— Exercise passage —
■ ■ ■ ■ ■
Etzanoa is a historical Wichita city, located in present-day Arkansas City, Kansas, near the Arkansas River, that flourished between 1450 and 1700. Dubbed "the Great Settlement" by Spanish explorers, who visited the site, Etzanoa may have housed 20,000 Wichita people. The historical city is considered part of Quivira.
Francisco Vásquez de Coronado visited central Kansas in 1541 and dubbed the Wichita settlements "Quivira". The Umana and Leyba expedition visited the Etzanoa site in 1594 and Juan de Oñate visited there in 1601. They recorded the inhabitants as being the Rayados. "Rayados" in Spanish means "striped." The Wichita people were noted for the straight lines they tattooed onto their faces and their bodies.
In April 2017, the location of Etzanoa was finally discovered when a local teen found a cannonball linked to a battle near Arkansas City, Kansas that took place in the year 1601. Local researchers used this artifact as evidence which enabled them to pinpoint the location of Etzanoa.
Donald Blakeslee, an archaeologist at the Wichita State University, has led recent research on Etzanoa. In 2013, historians at the University of California, Berkeley, retranslated the early Spanish accounts of expeditions to Kansas. These clearer translations allowed Blakeslee to match written descriptions to archaeological sites. He located the 1601 Spanish battle site in Arkansas City.
■ ■ ■ ■ ■
— Extracted records —

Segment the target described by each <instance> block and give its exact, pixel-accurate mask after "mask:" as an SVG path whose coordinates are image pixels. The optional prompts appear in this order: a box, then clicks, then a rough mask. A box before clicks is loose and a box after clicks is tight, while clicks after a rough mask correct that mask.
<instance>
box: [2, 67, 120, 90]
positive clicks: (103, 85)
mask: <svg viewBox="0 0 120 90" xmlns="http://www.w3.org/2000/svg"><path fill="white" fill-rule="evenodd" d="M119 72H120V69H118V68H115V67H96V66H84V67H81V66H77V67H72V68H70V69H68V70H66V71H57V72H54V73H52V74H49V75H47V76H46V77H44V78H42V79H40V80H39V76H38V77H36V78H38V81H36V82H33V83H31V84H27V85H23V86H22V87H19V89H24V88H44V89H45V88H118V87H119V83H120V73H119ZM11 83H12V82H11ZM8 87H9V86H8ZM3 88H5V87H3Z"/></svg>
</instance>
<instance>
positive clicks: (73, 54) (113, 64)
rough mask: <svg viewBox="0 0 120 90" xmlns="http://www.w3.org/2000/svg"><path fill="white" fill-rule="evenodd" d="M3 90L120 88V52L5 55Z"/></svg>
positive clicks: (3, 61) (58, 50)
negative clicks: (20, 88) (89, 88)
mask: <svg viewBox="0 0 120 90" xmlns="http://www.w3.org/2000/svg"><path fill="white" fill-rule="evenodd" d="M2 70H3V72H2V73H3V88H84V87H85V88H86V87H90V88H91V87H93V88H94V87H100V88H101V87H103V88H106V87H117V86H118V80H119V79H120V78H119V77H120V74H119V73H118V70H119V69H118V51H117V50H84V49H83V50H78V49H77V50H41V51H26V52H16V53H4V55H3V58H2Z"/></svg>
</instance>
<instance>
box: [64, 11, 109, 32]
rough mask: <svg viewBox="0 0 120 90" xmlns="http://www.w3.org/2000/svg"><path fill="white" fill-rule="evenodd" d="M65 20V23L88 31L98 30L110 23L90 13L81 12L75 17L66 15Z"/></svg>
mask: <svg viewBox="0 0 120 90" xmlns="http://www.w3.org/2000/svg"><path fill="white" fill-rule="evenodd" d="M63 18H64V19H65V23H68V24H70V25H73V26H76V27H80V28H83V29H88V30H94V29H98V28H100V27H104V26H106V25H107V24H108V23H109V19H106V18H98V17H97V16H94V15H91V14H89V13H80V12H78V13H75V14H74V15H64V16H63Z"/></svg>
■ ■ ■ ■ ■
— Problems to solve —
(a) Write out the Etzanoa passage from "In April 2017, the" up to and including "location of Etzanoa.".
(b) Using the Etzanoa passage, answer the following:
(i) What does the Spanish word "Rayados" mean?
(ii) In what month and year was the location of Etzanoa discovered?
(iii) In what year did historians at the University of California, Berkeley, retranslate the early Spanish accounts?
The records have no connection to the Etzanoa passage.

— Per-task answers —
(a)
In April 2017, the location of Etzanoa was finally discovered when a local teen found a cannonball linked to a battle near Arkansas City, Kansas that took place in the year 1601. Local researchers used this artifact as evidence which enabled them to pinpoint the location of Etzanoa.

(b)
(i) Striped.
(ii) April 2017.
(iii) 2013.